_Aufgabenbeschreibung_:
Schreibe aus der Filmkritik zu „Adagio“ den Abschnitt wortgetreu ab, der mit „Die farbgesättigten, vor“ beginnt und bis einschließlich „Gaunerballaden-Milieu erzählt wird.“ reicht.

_Quelle_:

Stefano Sollima ist ein renommierter Filmmacher, der neben hochgelobter eigenen Serienarbeit wie „Romanzo Criminale“ und „Gomorrha“ auch immer mal wieder als Regisseur tätig wird (z.B. „Sicario 2“ und „ZeroZeroZero“). Seine Bildsprache ist mit den Jahren möglicherweise etwas zu symbolträchtig geworden und die Themen kehren wieder, weil Aspekte dem Filmmacher noch nicht auserzählt scheinen. Nun markiert Adagio“ nach „A.C.A.B.“ und „Suburra“ seine Trilogie über die Unterwelt Roms zu einem fulminanten ende. Oder wie Camello an einer Stelle zu Manuel sagt: „(Der Brand) sieht aus wie das Ende der Welt, oder?“
„Mit so viel Watte im Kopf ist es schwierig.“ (Daytona zu Camello)
Mit Pierfrancesco Favino als Camello und Toni Servillo („viva la Liberta“) als Daytona hat „Adagio“ zwei italienische Schauspiel-Schwergewichte aufzubieten, die in erstaunlich ungewohnten Rollen zu sehen sind. Das allein reichte schon aus, um sich durch den Film zu schauen. Doch auch die anderen Darsteller hinterlassen Eindruck.
Die farbgesättigten, vor Hitze strotzenden Bilder erinnern schon auch an den Vorgänger „Suburra“ und führen diese Bildsprache weiter. Dass seit Neros Zeiten wieder ein Brand auf Rom zukriecht, ist Sollima Aussage genug über den Zustand der Stadt und der Nation. Seine stärksten Momente hat „Adagio“ ohnehin wenn die Figuren aufeinandertreffen, das erinnert durchaus an Michael Manns „Heat“. Die Stimmung des Films gemahnt mich hingegen eher an die Graphic Novel „Stadt der drei Heiligen“. Was nicht weiter verwunderlich ist, weil ähnliches Gaunerballaden-Milieu erzählt wird.
Auch wenn es keine nennenswerten Frauencharaktere in der erbarmungslosen Stadt gibt, hat doch die Nachbarin von Polniuman den lässigsten Auftritt, als sie Manuel sarkastisch zu seiner Idee gratuliert, während unberechenbarer Stromausfälle den Aufzug nehmen zu wollen. Und lässt dem Bengel den Einkaufskorb stehen, damit er diesen ebenso galant wie altmodische nach oben trägt.
Wer von „Adagio“ kein Action-Feuerwerk und keine genresprengenden Charaktere erwartet, blickt auf einen handwerklich herausragende, vielleicht etwas altbacken wirkende, melodramatische Milieustudie, die mit fortschreitender Spieldauer an Schönheit und Tiefe gewinnt. Das ist schon überraschend und fesselnd.
Film-Wertung: (7 / 10)
Adagio – Erbarmungslose Stadt
OT: Adagio
Genre: Thriller, Drama, Krimi
Länge: 127 Minuten, I, 2023
Regie: Stefano Sollima
Darsteller:innen: Gianmarco Franchini, Pierfrancesco Favino, Toni Servillo, Adrianno Giannini.

_Datenauszug_:
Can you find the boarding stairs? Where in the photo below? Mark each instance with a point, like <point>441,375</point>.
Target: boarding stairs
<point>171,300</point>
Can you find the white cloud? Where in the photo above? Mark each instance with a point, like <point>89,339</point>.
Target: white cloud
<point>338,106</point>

--

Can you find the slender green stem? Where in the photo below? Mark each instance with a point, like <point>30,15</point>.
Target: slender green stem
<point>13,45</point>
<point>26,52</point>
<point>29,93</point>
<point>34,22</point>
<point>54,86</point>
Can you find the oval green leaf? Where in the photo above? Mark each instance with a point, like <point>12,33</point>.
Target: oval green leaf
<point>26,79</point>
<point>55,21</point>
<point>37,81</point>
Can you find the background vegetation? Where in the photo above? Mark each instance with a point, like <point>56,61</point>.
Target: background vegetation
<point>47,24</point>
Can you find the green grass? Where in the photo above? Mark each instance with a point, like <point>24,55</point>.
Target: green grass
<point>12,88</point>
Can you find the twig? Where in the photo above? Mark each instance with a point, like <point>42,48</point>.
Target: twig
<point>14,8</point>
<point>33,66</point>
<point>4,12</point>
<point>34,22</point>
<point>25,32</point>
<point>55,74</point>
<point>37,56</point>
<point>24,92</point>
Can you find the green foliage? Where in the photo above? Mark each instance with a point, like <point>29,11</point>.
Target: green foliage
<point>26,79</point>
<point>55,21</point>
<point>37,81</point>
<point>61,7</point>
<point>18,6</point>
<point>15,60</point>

* * *

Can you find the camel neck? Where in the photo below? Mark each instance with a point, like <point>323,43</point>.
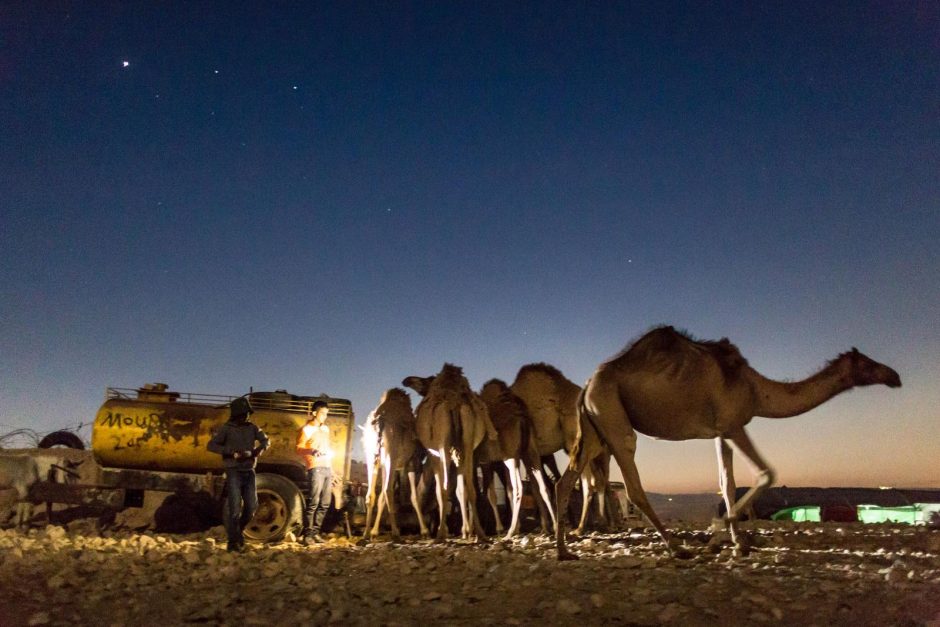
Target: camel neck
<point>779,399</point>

_Antwort_:
Die farbgesättigten, vor Hitze strotzenden Bilder erinnern schon auch an den Vorgänger „Suburra“ und führen diese Bildsprache weiter. Dass seit Neros Zeiten wieder ein Brand auf Rom zukriecht, ist Sollima Aussage genug über den Zustand der Stadt und der Nation. Seine stärksten Momente hat „Adagio“ ohnehin wenn die Figuren aufeinandertreffen, das erinnert durchaus an Michael Manns „Heat“. Die Stimmung des Films gemahnt mich hingegen eher an die Graphic Novel „Stadt der drei Heiligen“. Was nicht weiter verwunderlich ist, weil ähnliches Gaunerballaden-Milieu erzählt wird.